-- START OF Text --
From 9a95922fbdb98440390a342f95b44bb619394c08 Mon Sep 17 00:00:00 2001
From: Sergio Afonso <safonsof@amd.com>
Date: Wed, 7 Aug 2024 11:47:42 +0100
Subject: [PATCH 3/3] [Flang][OpenMP] Update DO CONCURRENT conversion for the
 device

This patch makes changes to the `DoConcurrentConversion` pass to follow the
"hoisted omp.parallel" representation when converting `do concurrent`
constructs into `target teams distribute parallel do`.
---
 .../Transforms/DoConcurrentConversion.cpp     | 23 +++++++------------
 .../Transforms/DoConcurrent/basic_device.f90  |  3 +--
 .../multiple_iteration_ranges.f90             |  5 ++--
 .../DoConcurrent/not_perfectly_nested.f90     |  4 +++-
 .../DoConcurrent/skip_all_nested_loops.f90    |  4 +++-
 5 files changed, 17 insertions(+), 22 deletions(-)
-- END OF Text --
-- START OF Material supplied --
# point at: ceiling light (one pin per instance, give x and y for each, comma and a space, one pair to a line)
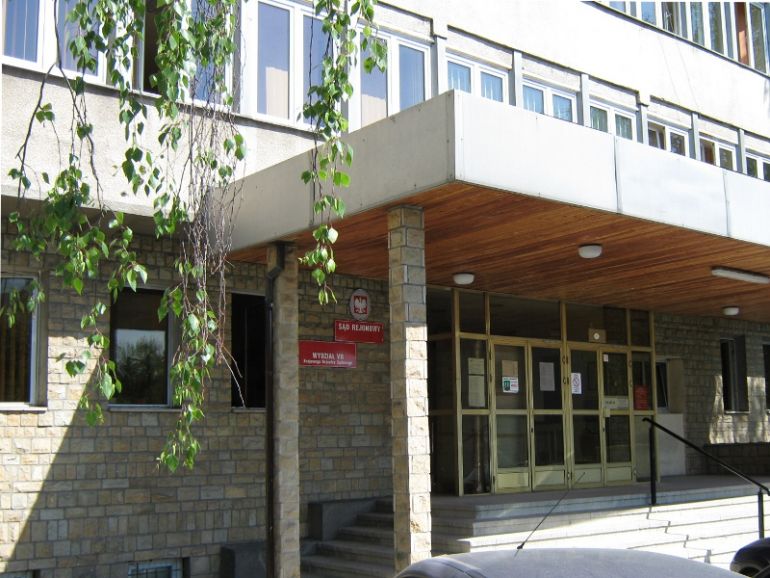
463, 278
738, 275
591, 251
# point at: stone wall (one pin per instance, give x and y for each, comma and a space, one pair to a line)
696, 341
80, 501
344, 446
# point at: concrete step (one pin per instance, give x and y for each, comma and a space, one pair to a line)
360, 551
329, 567
378, 536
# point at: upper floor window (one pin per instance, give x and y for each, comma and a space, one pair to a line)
411, 76
609, 119
273, 56
550, 101
140, 346
18, 346
21, 29
664, 137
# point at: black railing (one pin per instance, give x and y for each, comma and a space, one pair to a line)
654, 471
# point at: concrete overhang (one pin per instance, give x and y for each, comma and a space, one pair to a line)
510, 195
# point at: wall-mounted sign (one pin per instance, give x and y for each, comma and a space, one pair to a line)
327, 354
358, 331
360, 305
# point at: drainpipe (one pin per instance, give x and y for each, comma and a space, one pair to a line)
272, 275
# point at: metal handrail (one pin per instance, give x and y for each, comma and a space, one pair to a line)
654, 471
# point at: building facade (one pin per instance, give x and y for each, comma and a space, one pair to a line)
557, 227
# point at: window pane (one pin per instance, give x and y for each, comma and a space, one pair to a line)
273, 79
751, 167
624, 127
599, 119
315, 41
491, 87
374, 93
21, 22
562, 107
139, 348
411, 75
758, 37
726, 158
459, 77
16, 345
648, 12
533, 99
476, 478
677, 144
247, 331
715, 23
696, 14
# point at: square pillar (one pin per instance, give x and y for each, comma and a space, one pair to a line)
409, 386
286, 408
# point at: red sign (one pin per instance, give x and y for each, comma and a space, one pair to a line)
327, 354
358, 331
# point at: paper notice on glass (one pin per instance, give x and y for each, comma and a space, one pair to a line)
476, 391
576, 381
510, 384
547, 376
475, 366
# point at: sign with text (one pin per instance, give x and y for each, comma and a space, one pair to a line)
327, 354
358, 331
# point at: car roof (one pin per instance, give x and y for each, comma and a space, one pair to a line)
572, 562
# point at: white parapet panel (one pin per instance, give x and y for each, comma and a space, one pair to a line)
748, 208
660, 186
513, 149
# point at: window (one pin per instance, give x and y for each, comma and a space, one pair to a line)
766, 359
459, 76
606, 118
247, 330
411, 71
18, 346
21, 18
735, 392
550, 101
492, 86
315, 42
374, 93
273, 61
140, 346
68, 31
170, 569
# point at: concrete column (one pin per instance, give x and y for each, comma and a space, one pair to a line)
286, 404
409, 386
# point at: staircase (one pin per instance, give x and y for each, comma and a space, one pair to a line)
363, 549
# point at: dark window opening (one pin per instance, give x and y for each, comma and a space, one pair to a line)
247, 327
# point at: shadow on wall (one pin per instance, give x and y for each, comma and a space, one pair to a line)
80, 501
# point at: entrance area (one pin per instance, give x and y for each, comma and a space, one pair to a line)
532, 395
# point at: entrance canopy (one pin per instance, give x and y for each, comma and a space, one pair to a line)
510, 195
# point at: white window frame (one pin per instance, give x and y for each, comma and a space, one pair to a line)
476, 70
548, 93
612, 111
666, 131
34, 354
173, 337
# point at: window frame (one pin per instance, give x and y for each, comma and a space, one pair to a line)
736, 393
36, 387
477, 69
172, 332
549, 91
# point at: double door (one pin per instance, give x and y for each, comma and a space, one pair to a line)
559, 418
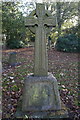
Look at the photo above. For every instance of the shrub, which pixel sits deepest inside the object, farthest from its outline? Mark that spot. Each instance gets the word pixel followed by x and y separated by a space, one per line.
pixel 68 43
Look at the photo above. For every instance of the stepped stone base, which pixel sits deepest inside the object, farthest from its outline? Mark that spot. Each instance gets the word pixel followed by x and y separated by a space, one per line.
pixel 41 99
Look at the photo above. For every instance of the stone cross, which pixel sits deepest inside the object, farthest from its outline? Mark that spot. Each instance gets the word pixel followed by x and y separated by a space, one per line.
pixel 40 22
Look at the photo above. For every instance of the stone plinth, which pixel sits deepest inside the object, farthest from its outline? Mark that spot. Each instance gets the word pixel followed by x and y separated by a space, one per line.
pixel 41 93
pixel 41 99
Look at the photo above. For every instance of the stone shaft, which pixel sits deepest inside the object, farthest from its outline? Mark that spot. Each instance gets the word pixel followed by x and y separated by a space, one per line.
pixel 40 21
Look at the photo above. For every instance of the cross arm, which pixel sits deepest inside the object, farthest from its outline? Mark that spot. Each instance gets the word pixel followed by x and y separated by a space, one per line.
pixel 30 21
pixel 50 21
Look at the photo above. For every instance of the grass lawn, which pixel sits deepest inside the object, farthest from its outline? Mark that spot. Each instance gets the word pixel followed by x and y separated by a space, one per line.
pixel 64 67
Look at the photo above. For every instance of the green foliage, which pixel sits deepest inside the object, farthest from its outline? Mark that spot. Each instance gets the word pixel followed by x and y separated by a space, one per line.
pixel 68 43
pixel 13 25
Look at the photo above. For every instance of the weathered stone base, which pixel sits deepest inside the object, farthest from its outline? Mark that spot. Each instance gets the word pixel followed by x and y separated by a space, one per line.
pixel 41 99
pixel 42 114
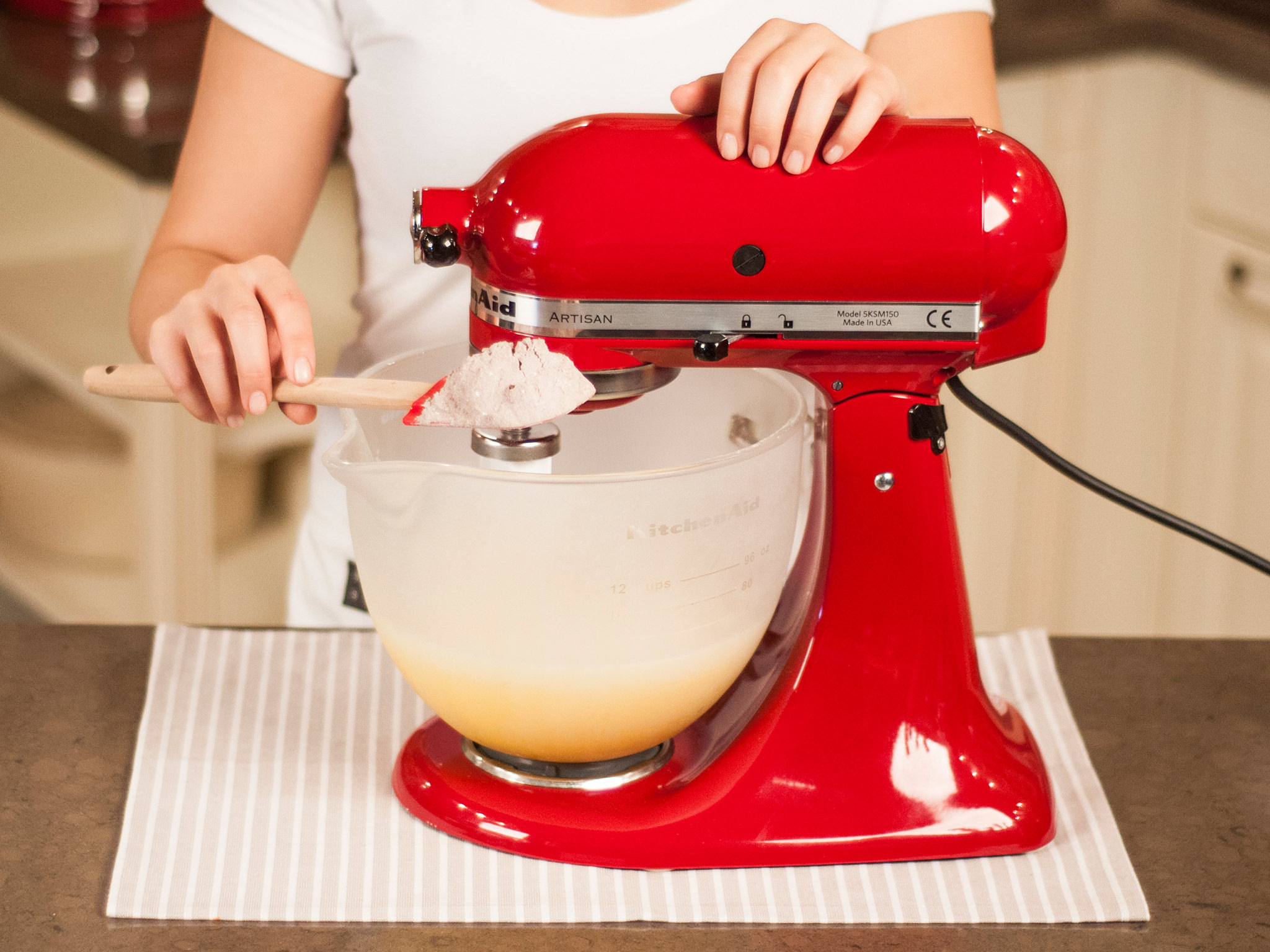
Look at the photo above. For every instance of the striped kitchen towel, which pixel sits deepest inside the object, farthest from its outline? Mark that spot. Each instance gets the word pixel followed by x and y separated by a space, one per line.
pixel 259 791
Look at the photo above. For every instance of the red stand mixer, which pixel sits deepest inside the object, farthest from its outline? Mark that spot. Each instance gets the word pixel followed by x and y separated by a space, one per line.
pixel 860 730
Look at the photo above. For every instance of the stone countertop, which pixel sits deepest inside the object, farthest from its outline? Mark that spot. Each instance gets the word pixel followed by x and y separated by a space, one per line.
pixel 127 93
pixel 1179 731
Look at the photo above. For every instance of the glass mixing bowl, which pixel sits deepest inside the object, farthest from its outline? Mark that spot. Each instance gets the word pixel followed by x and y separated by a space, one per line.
pixel 593 612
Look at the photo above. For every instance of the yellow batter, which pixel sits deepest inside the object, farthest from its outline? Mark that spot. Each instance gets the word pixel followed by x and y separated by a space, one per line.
pixel 569 712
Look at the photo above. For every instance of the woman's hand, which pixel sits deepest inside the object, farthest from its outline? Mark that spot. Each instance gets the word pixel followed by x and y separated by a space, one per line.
pixel 215 307
pixel 784 63
pixel 225 343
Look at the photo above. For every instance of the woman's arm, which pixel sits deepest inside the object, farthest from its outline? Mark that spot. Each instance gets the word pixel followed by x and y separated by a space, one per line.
pixel 945 64
pixel 934 66
pixel 215 306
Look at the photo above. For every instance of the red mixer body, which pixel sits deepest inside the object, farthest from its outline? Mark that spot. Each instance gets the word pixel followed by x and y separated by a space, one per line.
pixel 861 730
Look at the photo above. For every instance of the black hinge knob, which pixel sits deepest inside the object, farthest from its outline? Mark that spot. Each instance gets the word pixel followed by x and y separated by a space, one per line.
-- END OF Material supplied --
## Problem set
1. How many files does the patch change?
2. Rescale the listing from the line with "Look at the photo above. For every instance of the grass" through the line with "pixel 64 67", writing out only those lines again, request included. Multiply each pixel coordinate in the answer by 1.55 and round to whole numbers, with halves rounded up.
The patch and the listing have no connection to each other.

## The answers
1. Five files.

2.
Look at the photo above. For every instance of the grass lawn, which pixel sits deepest inside the object, farthest from its outline? Mark that spot. Each instance gets the word pixel followed by x and y separated by a space, one per line.
pixel 99 104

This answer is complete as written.